• **To do**
Update everything from the start of the records down to and including the line that contains "fill_convention: even-odd" by replacing "instance" with "object", and leave everything else unchanged.

• **Records for this task**
☆ ☆ ☆ ☆ ☆ ☆ ☆

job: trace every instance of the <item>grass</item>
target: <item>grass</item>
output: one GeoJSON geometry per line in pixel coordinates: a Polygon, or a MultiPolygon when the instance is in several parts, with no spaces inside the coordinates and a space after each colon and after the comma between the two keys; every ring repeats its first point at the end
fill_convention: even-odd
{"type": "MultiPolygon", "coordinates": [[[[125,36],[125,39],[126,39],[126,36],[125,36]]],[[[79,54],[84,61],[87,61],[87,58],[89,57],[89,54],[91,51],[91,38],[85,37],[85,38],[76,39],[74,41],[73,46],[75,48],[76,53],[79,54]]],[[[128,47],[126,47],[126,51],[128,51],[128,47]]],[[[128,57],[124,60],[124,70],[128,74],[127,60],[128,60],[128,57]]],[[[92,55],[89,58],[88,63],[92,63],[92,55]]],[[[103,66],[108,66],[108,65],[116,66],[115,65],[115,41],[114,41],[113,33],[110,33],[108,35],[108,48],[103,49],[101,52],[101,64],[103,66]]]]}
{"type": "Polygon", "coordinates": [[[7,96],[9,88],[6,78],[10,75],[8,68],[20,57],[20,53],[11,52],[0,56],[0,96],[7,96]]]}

☆ ☆ ☆ ☆ ☆ ☆ ☆

• **Task result**
job: trace every object of the <item>grass</item>
target: <item>grass</item>
output: one GeoJSON geometry per line in pixel coordinates: a Polygon, or a MultiPolygon when the object is in several parts, with no spaces inside the coordinates and a space after each colon and after the comma between the two keys; every ring repeats its first point at the end
fill_convention: even-odd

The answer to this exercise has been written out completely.